**WORK TO COMPLETE**
Return exactly the final stretch of the records below, opening with the line that contains "Target: wooden plank seat" and closing with the last line.

Recorded data
================================
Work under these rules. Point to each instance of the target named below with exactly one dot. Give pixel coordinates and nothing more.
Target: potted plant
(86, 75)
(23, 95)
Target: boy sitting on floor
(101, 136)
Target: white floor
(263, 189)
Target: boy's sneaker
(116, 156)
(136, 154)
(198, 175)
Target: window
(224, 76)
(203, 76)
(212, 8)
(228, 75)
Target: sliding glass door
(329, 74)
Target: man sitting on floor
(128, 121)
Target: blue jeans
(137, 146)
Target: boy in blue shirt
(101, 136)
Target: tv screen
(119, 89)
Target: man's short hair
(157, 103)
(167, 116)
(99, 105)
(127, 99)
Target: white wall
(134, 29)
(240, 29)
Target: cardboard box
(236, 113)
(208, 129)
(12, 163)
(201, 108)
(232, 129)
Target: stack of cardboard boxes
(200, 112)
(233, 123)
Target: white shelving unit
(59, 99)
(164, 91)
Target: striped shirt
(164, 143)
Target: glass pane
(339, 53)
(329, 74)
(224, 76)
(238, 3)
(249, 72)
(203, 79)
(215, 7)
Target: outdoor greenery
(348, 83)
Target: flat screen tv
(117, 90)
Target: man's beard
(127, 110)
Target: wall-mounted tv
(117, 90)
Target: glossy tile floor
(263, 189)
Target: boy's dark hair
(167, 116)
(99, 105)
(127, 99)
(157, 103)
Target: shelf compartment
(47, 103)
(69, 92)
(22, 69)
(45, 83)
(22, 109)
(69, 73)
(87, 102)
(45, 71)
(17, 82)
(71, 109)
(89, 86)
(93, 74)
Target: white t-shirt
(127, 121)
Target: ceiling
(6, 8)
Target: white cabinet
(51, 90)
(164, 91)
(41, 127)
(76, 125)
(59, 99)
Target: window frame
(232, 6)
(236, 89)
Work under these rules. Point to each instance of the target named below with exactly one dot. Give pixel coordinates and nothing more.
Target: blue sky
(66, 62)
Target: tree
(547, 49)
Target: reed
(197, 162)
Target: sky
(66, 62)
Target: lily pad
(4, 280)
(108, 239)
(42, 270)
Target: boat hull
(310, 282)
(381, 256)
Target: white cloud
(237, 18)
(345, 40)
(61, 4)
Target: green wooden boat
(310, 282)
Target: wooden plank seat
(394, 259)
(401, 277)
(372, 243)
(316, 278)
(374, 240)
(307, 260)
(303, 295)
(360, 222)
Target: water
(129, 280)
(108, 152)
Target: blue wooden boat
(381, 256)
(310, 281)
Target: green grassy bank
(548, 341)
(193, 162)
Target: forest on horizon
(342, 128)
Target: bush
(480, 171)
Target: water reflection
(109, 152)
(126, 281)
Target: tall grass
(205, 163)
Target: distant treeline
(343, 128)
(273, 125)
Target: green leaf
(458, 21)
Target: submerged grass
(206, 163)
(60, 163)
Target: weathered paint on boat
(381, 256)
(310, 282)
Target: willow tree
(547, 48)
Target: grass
================================
**TASK ANSWER**
Target: wooden plank seat
(394, 259)
(401, 277)
(372, 243)
(316, 278)
(374, 240)
(307, 260)
(303, 295)
(360, 222)
Target: water
(129, 280)
(108, 152)
Target: blue wooden boat
(381, 256)
(310, 281)
Target: green grassy bank
(548, 341)
(193, 162)
Target: forest on horizon
(342, 128)
Target: bush
(480, 171)
Target: water reflection
(109, 152)
(126, 281)
Target: tall grass
(205, 163)
Target: distant treeline
(343, 128)
(273, 125)
Target: green leaf
(458, 21)
Target: submerged grass
(206, 163)
(60, 163)
Target: weathered paint on boat
(381, 256)
(310, 282)
Target: willow tree
(547, 48)
Target: grass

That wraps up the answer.